> YOUR TASKS
1. Summarize the article on content conversion experiences in two sentences.
2. Write out the part of the article on content conversion experiences from "What are they" to "Good Content Experience?".

┌─ SELECTION

Creating Remarkable Content Conversion Experiences

May 15, 2015

“Most websites don’t have a traffic problem…every website in the world has a conversion problem.” — Bryan Eisenberg (tweet this)

On April 9th, thousands of marketers all over the world celebrated the first International Conversion Rate Optimization Day. A celebration of “data-informed copywriting, design, and communication,” it unfolded across 24hrs of webinars, Hangouts On Air, Twitter chats, AMAs, and in-person meetups. It was the latest crest in a rising swell of interest in tackling what, for many, is a very big marketing problem: on average, businesses see roughly 97% of the visitors to their websites fail to convert (tweet this).

But while all the attention funneled into optimizing landing pages and converting visitors into subscribers and leads is absolutely warranted, I also think too narrow of a focus on it has the potential to make us miss the forest for the trees.

Single acts of conversion are certainly key, but getting a prospect to click a button obviously can’t be our only goal and focus. There’s an entire buying journey to consider. As such, it’s important to step back and take a less myopic view of what the entire conversion experience actually looks and feels like for a visitor.

What are they seeing before they hit our sites and landing pages? What sent them there and what are their expectations? Are those expectations being fulfilled? What happens after they subscribe or register? What’s their impression of the offer they’ve downloaded or been emailed? Does it live up to the hype? What does it influence them to do after?

Rather than simply obsessing over button colors we need to be investing more thought and effort into what comes before and after single points of conversion (especially if you’re finding subsequent drop-offs or bottlenecks with those leads). We need to examine and optimize the entire content conversion experience as a whole.

Are You Providing a Good Content Experience?

As marketers, we typically pride ourselves in waving the flag of customer experience at our companies. After all, we want to develop meaningful and valuable relationships between prospects and customers and our brand.

But talking the customer-centric talk is one thing. Walking the walk is another. For all our emphasis on making the buying journey highly customer-centric, it’s surprising how often we neglect to hold the content we create — and the journey prospects/customers take to discover, access, absorb, and utilize it — to the same standard.

└─
┌─ RAW DATA

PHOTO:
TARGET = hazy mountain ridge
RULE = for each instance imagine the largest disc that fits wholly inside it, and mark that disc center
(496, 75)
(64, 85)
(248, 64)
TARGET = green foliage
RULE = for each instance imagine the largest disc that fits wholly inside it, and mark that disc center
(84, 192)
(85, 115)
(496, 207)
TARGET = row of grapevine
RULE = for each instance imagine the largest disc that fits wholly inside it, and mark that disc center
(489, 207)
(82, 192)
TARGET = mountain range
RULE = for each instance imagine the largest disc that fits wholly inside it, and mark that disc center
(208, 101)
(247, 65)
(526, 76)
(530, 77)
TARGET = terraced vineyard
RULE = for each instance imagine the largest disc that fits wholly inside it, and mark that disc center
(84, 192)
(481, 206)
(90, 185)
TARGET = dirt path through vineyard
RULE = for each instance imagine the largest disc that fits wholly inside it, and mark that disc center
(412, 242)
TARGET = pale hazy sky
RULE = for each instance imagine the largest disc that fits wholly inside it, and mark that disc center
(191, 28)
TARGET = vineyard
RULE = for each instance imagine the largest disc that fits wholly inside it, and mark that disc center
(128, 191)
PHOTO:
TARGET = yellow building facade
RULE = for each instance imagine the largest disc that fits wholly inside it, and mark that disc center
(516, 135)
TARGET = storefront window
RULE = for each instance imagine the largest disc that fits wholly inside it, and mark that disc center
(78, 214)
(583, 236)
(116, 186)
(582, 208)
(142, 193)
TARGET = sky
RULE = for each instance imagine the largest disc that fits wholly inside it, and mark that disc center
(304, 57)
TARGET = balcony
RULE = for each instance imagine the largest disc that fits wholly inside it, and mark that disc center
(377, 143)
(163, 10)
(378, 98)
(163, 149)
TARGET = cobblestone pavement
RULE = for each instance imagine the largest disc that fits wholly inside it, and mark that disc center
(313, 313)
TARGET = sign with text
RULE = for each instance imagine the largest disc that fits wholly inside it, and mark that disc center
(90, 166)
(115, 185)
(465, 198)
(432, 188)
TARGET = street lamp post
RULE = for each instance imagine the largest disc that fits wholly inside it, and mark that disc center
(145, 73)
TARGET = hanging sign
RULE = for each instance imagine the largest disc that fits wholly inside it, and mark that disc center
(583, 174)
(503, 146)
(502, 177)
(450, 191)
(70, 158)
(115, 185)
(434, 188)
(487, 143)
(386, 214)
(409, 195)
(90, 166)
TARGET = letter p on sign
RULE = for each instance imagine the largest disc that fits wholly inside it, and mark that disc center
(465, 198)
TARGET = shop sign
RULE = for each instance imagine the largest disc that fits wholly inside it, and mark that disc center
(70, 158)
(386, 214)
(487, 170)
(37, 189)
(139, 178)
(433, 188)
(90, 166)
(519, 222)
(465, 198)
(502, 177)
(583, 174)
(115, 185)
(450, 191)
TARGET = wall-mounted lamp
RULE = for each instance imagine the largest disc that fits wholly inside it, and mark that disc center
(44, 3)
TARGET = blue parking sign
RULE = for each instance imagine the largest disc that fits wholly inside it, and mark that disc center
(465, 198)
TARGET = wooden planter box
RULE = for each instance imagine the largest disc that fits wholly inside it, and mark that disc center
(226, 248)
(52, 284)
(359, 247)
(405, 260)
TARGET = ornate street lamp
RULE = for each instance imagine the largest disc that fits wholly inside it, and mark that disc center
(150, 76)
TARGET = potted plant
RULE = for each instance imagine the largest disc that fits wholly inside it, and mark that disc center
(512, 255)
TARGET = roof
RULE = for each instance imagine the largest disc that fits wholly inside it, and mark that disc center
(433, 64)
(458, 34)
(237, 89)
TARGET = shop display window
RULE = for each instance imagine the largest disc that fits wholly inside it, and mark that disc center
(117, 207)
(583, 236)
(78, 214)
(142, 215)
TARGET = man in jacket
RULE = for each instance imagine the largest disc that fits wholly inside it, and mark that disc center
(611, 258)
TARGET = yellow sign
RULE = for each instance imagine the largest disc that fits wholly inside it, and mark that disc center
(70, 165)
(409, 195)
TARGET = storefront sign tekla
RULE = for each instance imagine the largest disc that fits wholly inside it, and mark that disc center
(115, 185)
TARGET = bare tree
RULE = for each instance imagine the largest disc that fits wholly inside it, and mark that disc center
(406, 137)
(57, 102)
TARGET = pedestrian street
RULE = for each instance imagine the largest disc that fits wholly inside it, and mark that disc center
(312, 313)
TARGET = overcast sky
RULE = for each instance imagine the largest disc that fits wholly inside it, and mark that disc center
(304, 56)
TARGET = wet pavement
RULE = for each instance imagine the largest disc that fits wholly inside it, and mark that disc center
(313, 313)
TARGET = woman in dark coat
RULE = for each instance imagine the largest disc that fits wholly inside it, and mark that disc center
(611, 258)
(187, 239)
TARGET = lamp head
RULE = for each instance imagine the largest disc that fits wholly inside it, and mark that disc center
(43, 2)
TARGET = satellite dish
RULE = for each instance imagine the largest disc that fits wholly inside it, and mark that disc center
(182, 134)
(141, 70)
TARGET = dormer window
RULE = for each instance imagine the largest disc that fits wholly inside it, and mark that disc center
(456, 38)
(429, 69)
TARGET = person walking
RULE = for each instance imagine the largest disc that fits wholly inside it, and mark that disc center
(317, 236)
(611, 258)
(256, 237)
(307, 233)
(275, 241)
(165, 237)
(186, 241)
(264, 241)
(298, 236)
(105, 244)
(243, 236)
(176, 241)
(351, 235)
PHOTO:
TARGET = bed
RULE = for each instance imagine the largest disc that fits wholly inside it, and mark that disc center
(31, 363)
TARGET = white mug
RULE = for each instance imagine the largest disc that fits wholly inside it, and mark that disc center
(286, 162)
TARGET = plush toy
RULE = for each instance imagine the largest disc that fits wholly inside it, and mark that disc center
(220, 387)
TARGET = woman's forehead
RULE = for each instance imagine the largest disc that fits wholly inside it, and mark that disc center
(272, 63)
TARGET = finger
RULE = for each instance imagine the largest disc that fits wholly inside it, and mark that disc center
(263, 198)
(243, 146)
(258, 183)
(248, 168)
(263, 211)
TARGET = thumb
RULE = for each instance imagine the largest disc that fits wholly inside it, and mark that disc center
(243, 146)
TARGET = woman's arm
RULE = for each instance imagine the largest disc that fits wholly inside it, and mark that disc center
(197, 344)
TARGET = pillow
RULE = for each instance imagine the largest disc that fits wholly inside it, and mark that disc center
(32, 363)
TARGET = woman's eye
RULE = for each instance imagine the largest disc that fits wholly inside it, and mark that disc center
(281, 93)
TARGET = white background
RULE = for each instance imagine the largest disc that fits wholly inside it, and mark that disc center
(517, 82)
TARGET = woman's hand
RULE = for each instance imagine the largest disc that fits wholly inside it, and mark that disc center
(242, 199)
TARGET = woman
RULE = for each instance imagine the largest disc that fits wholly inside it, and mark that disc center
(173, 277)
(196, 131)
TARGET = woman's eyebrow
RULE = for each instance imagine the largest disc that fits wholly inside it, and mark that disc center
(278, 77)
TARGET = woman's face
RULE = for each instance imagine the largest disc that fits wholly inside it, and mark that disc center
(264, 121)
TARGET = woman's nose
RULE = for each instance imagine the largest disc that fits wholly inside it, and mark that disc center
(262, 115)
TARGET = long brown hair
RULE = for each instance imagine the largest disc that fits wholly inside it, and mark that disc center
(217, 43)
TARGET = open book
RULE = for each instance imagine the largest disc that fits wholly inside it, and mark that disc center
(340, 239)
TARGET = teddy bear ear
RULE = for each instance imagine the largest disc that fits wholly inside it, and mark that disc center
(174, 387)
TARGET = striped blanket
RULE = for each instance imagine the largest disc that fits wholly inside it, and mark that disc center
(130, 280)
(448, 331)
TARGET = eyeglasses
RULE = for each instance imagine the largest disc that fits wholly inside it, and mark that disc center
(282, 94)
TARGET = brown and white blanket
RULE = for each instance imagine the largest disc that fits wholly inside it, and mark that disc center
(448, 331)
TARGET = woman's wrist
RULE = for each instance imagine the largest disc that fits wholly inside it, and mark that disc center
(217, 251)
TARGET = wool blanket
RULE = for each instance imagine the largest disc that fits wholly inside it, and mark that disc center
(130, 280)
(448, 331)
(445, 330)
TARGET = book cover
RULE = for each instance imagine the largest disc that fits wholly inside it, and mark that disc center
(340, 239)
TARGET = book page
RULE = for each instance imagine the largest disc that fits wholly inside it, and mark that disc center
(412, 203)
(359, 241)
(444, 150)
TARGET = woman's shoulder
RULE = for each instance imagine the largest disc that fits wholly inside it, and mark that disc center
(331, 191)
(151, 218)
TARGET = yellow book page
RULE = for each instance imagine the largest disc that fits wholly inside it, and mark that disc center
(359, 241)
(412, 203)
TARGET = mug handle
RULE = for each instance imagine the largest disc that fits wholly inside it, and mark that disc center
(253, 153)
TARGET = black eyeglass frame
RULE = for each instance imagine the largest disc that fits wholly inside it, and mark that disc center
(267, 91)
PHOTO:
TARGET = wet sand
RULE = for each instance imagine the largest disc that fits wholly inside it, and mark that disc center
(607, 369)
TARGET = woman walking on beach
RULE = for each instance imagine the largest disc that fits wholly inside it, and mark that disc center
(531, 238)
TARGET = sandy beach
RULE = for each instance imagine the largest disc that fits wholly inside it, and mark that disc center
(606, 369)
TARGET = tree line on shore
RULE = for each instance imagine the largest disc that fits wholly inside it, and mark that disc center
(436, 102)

└─

> RESPONSES TO THE TASKS
1. Interest in conversion rate optimization is rising, as shown by the first International Conversion Rate Optimization Day, because on average roughly 97% of website visitors fail to convert. The article argues that focusing narrowly on single acts of conversion ignores the entire buying journey, so marketers should examine and optimize the whole content conversion experience, including what comes before and after each point of conversion.

2.
What are they seeing before they hit our sites and landing pages? What sent them there and what are their expectations? Are those expectations being fulfilled? What happens after they subscribe or register? What’s their impression of the offer they’ve downloaded or been emailed? Does it live up to the hype? What does it influence them to do after?

Rather than simply obsessing over button colors we need to be investing more thought and effort into what comes before and after single points of conversion (especially if you’re finding subsequent drop-offs or bottlenecks with those leads). We need to examine and optimize the entire content conversion experience as a whole.

Are You Providing a Good Content Experience?